═════ TEXTO EXTRAÍDO

De incendios y de vísperas
Por José Miguel Onaindia Para LA NACION
Hace cuarenta años, cuando la publicación de una novela aún ocasionaba impacto en la opinión pública, Beatriz Guido produjo una gran controversia con su libro El incendio y las vísperas. Mis recuerdos de infancia traen imágenes con discusiones de adultos y la tapa de ese libro, cuyo título inquietante apenas comprendía. Años más tarde, corroboré por lecturas y relatos el disturbio ocasionado por la autora, cuya magnitud queda demostrada por la decisión de Arturo Jauretche de dedicarle un capítulo de un ensayo para denostarla.
En las vísperas del aniversario de la reforma constitucional de 1994, la noticia de un incendio ocurrido en la provincia de Catamarca hace que evoque el título de aquel libro y lo conecte con los acontecimientos recordados en estos días. La crónica periodística informa que, en la mencionada provincia, una bomba incendiaria explotó en la Cámara del Crimen de la Segunda Nominación y destruyó expedientes e instalaciones. Desconozco cualquier otra circunstancia del hecho, pero la escueta noticia adquiere un valor simbólico luego de sucesivos hechos de violencia contra instituciones republicanas. Hemos visto en una escasa fracción histórica de tiempo, encender urnas el día de un comicio, arder mobiliario de legislaturas, desaparecer en las llamas bienes donados para mantener el diálogo entre culturas.
Esta sucesión de desgracias y el incendio lejano en las vísperas del aniversario, demuestran el fracaso de aquella iniciativa y la fragilidad institucional en la que estamos sumergidos. La práctica constitucional errónea ha impedido que los elementos positivos de la modificación tuvieran efecto y ha exacerbado los vicios que el nuevo texto tiene.
Por esa situación, los objetivos proclamados por los hacedores de la reforma quedaron convertidos en una expresión de insatisfechos deseos.

══════════
═════ EXTRACTOS DE DATOS

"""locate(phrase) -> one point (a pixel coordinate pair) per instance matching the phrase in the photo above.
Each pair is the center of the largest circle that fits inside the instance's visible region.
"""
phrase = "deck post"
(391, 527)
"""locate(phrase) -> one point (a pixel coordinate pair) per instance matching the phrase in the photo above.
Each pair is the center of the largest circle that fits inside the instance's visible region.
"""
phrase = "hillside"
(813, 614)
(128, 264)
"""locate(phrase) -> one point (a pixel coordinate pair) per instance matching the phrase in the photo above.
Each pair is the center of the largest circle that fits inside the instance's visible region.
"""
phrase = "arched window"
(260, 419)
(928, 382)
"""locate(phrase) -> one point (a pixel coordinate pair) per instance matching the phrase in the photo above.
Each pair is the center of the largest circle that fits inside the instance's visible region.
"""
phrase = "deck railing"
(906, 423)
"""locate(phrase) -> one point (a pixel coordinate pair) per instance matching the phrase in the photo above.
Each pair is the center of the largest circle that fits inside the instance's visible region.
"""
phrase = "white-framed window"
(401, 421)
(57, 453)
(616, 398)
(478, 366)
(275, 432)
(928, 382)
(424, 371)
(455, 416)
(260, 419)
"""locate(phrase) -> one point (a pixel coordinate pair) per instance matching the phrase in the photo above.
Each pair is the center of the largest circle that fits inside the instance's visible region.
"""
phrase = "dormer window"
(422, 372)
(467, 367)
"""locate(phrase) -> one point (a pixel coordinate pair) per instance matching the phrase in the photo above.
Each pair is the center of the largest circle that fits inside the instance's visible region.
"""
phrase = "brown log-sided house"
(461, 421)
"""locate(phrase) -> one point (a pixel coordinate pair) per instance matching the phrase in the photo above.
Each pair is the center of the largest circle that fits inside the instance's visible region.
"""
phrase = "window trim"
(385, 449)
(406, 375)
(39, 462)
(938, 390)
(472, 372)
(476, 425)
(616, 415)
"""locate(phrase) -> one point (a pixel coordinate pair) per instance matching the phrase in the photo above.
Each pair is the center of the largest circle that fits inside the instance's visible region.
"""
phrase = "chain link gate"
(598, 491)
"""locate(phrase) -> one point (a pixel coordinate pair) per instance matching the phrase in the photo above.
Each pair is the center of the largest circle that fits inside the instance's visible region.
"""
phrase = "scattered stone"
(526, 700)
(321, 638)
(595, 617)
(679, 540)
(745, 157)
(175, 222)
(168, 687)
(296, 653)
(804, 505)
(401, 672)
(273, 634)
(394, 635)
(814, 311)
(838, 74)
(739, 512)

══════════

● **PREGUNTAS POR RESPONDER**:
a - Según la columna sobre incendios y vísperas, ¿en qué lugar de Catamarca explotó la bomba incendiaria?
b - Transcribe de la columna sobre incendios y vísperas el pasaje que comienza en las palabras "De incendios y" y termina después de "ensayo para denostarla.".

● **LISTA DE RESPUESTAS**:
a - En la Cámara del Crimen de la Segunda Nominación.

b -
De incendios y de vísperas
Por José Miguel Onaindia Para LA NACION
Hace cuarenta años, cuando la publicación de una novela aún ocasionaba impacto en la opinión pública, Beatriz Guido produjo una gran controversia con su libro El incendio y las vísperas. Mis recuerdos de infancia traen imágenes con discusiones de adultos y la tapa de ese libro, cuyo título inquietante apenas comprendía. Años más tarde, corroboré por lecturas y relatos el disturbio ocasionado por la autora, cuya magnitud queda demostrada por la decisión de Arturo Jauretche de dedicarle un capítulo de un ensayo para denostarla.